### Task requirements:
Once the pictures are set aside, reproduce the remaining data exactly.

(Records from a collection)
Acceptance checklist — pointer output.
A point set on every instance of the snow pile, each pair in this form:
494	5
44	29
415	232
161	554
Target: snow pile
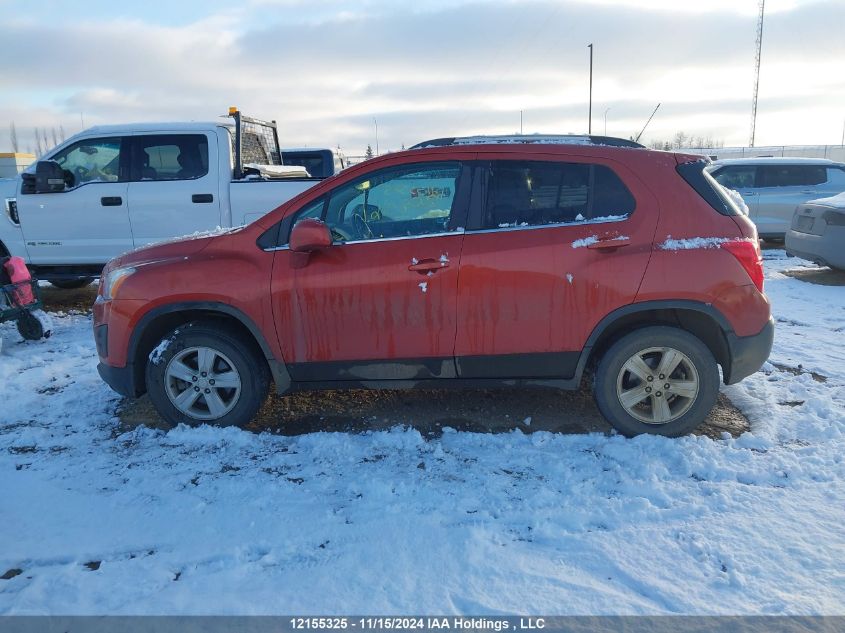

### Task result:
Acceptance checklist — pointer output.
A point set on every instance of the snow pile, each pair in this form:
494	5
44	29
415	232
161	554
Target: snow pile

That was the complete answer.